• _REQUIRED WORK_: Copy every line of the records below without any changes.

• _SOURCE DATA_:
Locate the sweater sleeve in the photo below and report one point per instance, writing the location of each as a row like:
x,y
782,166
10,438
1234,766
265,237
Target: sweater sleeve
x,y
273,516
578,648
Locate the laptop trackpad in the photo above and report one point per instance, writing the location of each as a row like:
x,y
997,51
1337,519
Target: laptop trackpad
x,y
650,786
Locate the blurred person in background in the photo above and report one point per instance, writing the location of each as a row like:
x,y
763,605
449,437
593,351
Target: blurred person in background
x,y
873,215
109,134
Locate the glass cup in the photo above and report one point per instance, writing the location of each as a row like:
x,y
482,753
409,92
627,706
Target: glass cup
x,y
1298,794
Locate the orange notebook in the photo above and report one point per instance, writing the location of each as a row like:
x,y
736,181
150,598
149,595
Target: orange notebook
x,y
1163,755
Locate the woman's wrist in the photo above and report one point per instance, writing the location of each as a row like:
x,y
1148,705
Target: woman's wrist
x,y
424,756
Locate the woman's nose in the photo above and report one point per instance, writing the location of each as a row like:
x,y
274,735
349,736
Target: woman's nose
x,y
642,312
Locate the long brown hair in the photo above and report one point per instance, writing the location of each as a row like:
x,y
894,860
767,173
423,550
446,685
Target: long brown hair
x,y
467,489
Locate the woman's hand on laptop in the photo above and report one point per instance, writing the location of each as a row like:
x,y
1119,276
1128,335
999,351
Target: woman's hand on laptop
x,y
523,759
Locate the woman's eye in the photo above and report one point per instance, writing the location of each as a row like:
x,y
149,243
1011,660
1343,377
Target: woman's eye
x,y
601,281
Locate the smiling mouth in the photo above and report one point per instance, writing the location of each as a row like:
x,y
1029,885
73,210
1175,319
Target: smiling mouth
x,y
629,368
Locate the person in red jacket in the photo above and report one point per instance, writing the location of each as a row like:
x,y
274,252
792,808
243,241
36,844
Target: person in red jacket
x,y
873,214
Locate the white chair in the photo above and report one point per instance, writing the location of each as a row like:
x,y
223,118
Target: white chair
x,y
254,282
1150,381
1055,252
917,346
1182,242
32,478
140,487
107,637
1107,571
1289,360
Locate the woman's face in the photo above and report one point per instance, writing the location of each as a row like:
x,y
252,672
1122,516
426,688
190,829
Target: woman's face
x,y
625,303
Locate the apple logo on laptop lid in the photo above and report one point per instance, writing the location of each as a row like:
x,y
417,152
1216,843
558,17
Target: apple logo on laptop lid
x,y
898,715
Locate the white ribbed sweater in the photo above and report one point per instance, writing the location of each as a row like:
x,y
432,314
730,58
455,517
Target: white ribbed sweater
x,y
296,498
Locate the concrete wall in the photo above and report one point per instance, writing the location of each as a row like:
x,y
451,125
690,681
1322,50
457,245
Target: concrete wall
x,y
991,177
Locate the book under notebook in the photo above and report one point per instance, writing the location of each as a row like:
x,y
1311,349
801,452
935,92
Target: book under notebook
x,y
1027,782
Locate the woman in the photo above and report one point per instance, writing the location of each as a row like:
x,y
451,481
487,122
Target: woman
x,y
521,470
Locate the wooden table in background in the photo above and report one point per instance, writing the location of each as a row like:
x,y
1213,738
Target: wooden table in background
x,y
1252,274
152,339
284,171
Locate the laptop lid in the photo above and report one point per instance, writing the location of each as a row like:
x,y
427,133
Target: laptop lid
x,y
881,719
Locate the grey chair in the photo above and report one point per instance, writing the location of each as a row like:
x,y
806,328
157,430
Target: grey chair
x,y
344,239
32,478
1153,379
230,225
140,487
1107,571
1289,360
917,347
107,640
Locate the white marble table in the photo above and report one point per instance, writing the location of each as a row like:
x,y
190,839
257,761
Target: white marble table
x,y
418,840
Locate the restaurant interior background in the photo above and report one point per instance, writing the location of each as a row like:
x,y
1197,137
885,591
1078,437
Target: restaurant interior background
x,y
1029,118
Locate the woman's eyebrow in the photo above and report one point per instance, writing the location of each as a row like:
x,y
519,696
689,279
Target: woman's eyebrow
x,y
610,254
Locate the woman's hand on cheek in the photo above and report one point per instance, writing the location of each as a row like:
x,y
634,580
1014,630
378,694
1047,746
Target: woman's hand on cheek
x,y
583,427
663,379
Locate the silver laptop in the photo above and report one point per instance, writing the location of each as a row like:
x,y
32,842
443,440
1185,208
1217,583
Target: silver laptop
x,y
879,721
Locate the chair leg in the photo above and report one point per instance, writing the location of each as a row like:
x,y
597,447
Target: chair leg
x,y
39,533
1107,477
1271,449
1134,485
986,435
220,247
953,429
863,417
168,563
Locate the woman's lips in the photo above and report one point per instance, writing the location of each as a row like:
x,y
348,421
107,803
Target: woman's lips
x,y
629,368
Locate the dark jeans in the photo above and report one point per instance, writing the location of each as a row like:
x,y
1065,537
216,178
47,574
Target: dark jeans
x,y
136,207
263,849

• _CORRECT RESPONSE_:
Locate the sweater sleeve in the photo below and report one point per instance, writing the location of each as a row like:
x,y
782,166
10,438
1234,766
265,237
Target: sweater sleeve
x,y
273,516
578,648
Locate the laptop trackpad in the photo above and report one point per instance, writing the location of each as a row like:
x,y
997,51
1337,519
Target: laptop trackpad
x,y
650,786
Locate the blurred person in background in the photo above and report one point per instance, writing the location of each as a row like:
x,y
763,605
449,437
593,351
Target: blurred person in background
x,y
873,215
109,134
Locate the glass cup in the photo above and report one point per instance, writing the location of each as a row like:
x,y
482,753
409,92
627,706
Target: glass cup
x,y
1298,794
Locate the orange notebook in the photo above and report one point per instance, writing the location of each as a row like:
x,y
736,181
150,598
149,595
Target: orange notebook
x,y
1163,755
Locate the woman's wrist in the photo above and report one point per instance, writing the location of each as a row like:
x,y
1148,705
Target: woman's wrist
x,y
424,756
Locate the woman's nose in the photo above and report one point per instance, writing the location of each as a row like:
x,y
274,735
349,736
Target: woman's nose
x,y
642,312
Locate the long brown hair in the photo above and report one point per instance, writing the location of each as a row like:
x,y
894,860
767,173
423,550
446,685
Target: long brown hair
x,y
467,489
Locate the woman's hand on laptop in the photo above and report one point per instance, writing the location of each as a row like:
x,y
1119,276
1128,335
999,351
Target: woman's hand on laptop
x,y
523,759
Locate the woman's eye in the photo above and report one point per instance, writing the location of each as a row like:
x,y
149,243
1011,660
1343,377
Target: woman's eye
x,y
601,281
Locate the smiling mouth in the photo above and report one point per instance, writing the location of each as a row like:
x,y
1029,885
73,210
1175,319
Target: smiling mouth
x,y
629,368
Locate the person in red jacket in the photo above and report one point per instance, writing the location of each as a row like:
x,y
274,252
792,808
243,241
36,844
Target: person in red jacket
x,y
873,214
Locate the white chair in the photo above and report one point per instance, writing the location of each as a row like:
x,y
223,118
Target: white chair
x,y
254,282
1150,381
1055,252
917,346
1182,242
32,478
140,487
107,637
1107,571
1289,360
Locate the woman's face in the photo above and report one point per instance, writing the location of each as a row like:
x,y
252,672
1122,516
426,688
190,829
Target: woman's face
x,y
625,303
Locate the apple logo on laptop lid in the photo above and report one point per instance, writing the location of each as a row like:
x,y
417,152
1216,843
558,17
Target: apple logo on laptop lid
x,y
898,715
Locate the white ribbed sweater in the photo above and report one point per instance, writing the location of each as a row like:
x,y
432,314
730,58
455,517
Target: white ribbed sweater
x,y
296,498
Locate the concrete wall in the photo above and report one point per instance, writing the location of each as a row like:
x,y
451,125
690,681
1322,50
457,245
Target: concrete wall
x,y
991,177
Locate the book under notebook in the photo above and report one point per instance, writing the location of each as a row like:
x,y
1311,349
801,452
935,92
Target: book under notebook
x,y
1027,782
Locate the woman in the photo above and report one point per instance, writing the location of each as a row like:
x,y
451,481
487,122
Target: woman
x,y
521,470
Locate the wooden table in background in the photo above and report one point per instance, writing the location of each as a row like:
x,y
1213,738
Target: wooden table in background
x,y
1252,274
152,339
284,171
Locate the laptop lid in the photo above and report one point per instance, writing the location of each as a row like:
x,y
427,133
Target: laptop lid
x,y
881,719
Locate the grey chair in the photo above and report one point per instance, writing the location of each as a row like:
x,y
806,328
157,430
Target: grey chair
x,y
344,239
32,478
1153,379
230,225
140,487
1107,571
1289,360
917,347
107,640
Locate the white marble table in the photo above and report one point per instance, writing the location of each as a row like:
x,y
190,839
257,761
Target: white marble table
x,y
418,840
Locate the restaurant interior background in the photo above and report one point per instance, writing the location of each as a row like:
x,y
1197,137
885,591
1078,437
Target: restaurant interior background
x,y
1029,118
Locate the woman's eyebrow in the photo above and report one point per instance, writing the location of each as a row like:
x,y
519,696
689,279
Target: woman's eyebrow
x,y
610,254
Locate the woman's hand on cheek in the photo above and report one point per instance, writing the location of each as a row like:
x,y
634,580
1014,630
378,694
1047,746
Target: woman's hand on cheek
x,y
583,427
663,379
Locate the silver laptop in the photo above and report one point per instance, writing the location of each as a row like:
x,y
32,842
443,440
1185,208
1217,583
Target: silver laptop
x,y
879,721
Locate the chair leg in the photo above and report one point per instance, writing the location of each as a row like:
x,y
597,447
Target: chair leg
x,y
39,533
1107,477
1271,449
1134,485
986,435
220,247
953,429
863,417
168,563
Locate the woman's lips in the photo above and report one point per instance, writing the location of each as a row like:
x,y
348,421
107,803
Target: woman's lips
x,y
629,368
Locate the dark jeans in the photo above and report one point per instance, writing the location of each as a row like:
x,y
1065,537
216,178
47,574
Target: dark jeans
x,y
136,207
263,849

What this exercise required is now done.